╭─ DATASET EXTRACT
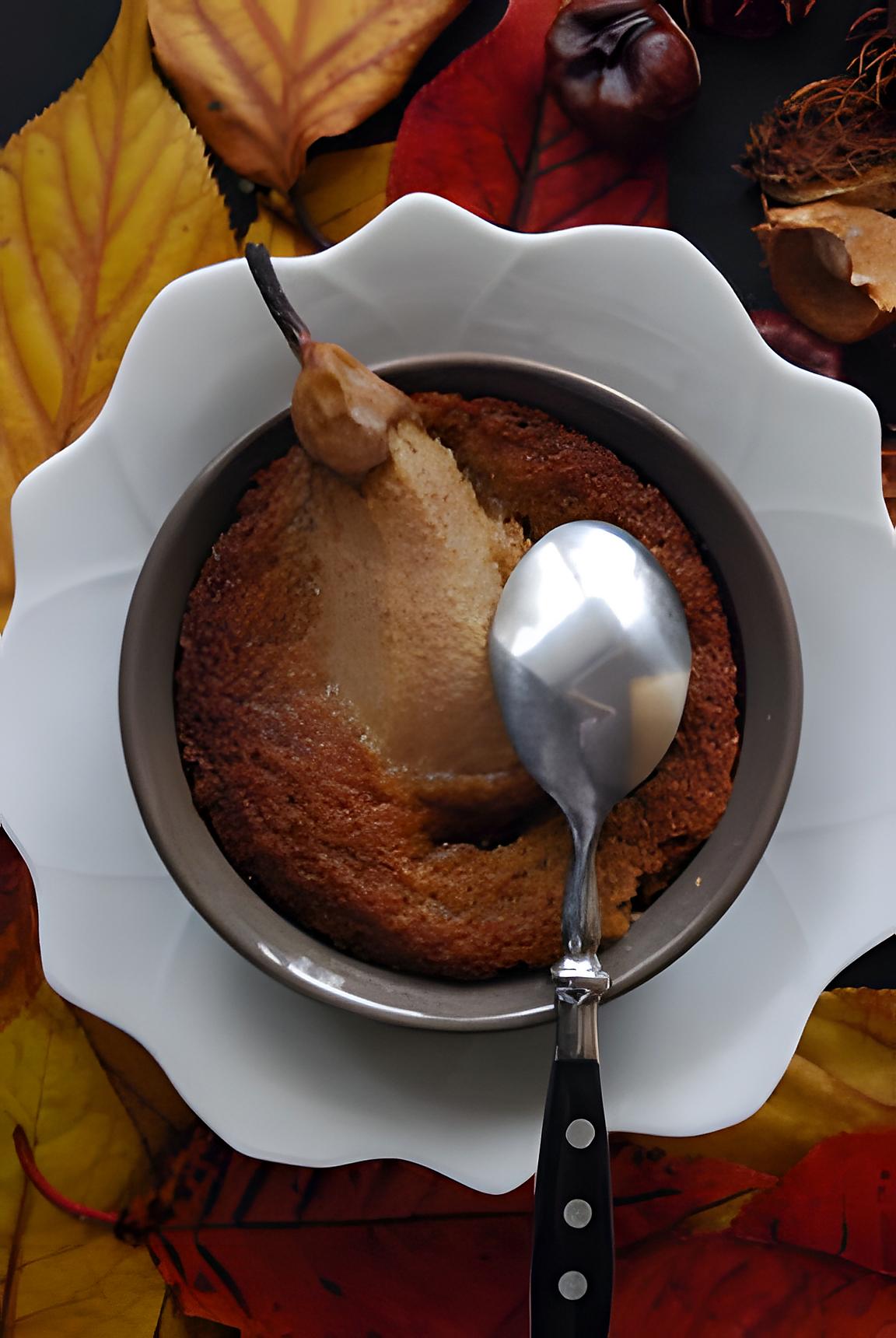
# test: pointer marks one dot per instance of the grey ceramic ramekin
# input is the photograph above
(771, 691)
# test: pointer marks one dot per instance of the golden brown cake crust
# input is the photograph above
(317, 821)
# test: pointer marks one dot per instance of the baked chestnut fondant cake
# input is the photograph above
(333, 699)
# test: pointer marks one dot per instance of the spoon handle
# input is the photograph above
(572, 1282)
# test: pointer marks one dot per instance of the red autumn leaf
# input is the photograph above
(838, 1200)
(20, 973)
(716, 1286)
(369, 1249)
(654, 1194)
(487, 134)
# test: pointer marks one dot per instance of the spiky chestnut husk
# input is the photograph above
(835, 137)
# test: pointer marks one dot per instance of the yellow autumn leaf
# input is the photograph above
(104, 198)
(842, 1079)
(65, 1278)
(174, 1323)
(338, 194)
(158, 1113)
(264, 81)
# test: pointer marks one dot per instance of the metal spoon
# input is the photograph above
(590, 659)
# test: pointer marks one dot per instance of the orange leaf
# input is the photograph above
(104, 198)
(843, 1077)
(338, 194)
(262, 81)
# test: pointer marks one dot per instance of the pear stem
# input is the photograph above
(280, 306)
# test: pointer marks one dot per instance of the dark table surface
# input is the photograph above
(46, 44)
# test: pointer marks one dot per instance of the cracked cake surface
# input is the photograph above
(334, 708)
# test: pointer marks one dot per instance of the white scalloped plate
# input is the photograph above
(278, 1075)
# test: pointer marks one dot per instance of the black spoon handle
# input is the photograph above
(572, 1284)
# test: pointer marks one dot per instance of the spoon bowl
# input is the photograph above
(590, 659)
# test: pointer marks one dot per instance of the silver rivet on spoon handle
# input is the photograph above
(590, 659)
╰─
▶ [WHAT TO PRODUCE]: Rewrite the records from the line holding "# test: pointer marks one dot per instance of the golden" through the last line, inclusive, replacing "autumn" with "fall" and leaving everything else unchanged.

▶ [TASK SOLUTION]:
# test: pointer marks one dot per instance of the golden brown cake crust
# input is the photograph above
(317, 821)
# test: pointer marks one dot per instance of the baked chestnut fondant cake
# input is the photograph above
(333, 699)
# test: pointer marks one dot per instance of the spoon handle
# input is the photograph above
(572, 1282)
# test: pointer marks one dot per instance of the red fall leaf
# input is the photograph above
(838, 1200)
(20, 973)
(716, 1286)
(369, 1249)
(654, 1194)
(487, 134)
# test: pointer marks one dot per instance of the spiky chestnut husk
# input is the photograph above
(835, 137)
# test: pointer marks one dot per instance of the yellow fall leaf
# input is the photograph above
(104, 198)
(842, 1079)
(65, 1278)
(174, 1323)
(338, 194)
(158, 1113)
(264, 81)
# test: pointer marks one dot per instance of the metal spoon
# input is the photograph above
(590, 659)
# test: pointer marks one dot per instance of the orange leaf
# input is the photograph above
(104, 198)
(843, 1077)
(338, 194)
(262, 81)
# test: pointer marks one dot per instance of the pear stem
# input is the photograph above
(280, 306)
# test: pointer marks one dot per instance of the dark table surface
# input is the photograph above
(46, 44)
# test: pointer marks one dot per instance of the cracked cake surface
# input is the photograph above
(334, 708)
# test: pointer marks one dot per instance of the white scalloped plate
# input is the photograph above
(278, 1075)
# test: pointer marks one dot per instance of the black spoon handle
# input is the photograph above
(572, 1284)
# test: pointer marks one dot per instance of the spoon bowl
# input is the photograph above
(590, 659)
# test: pointer marks one dot per instance of the silver rivet on spoon handle
# input is the photograph above
(590, 659)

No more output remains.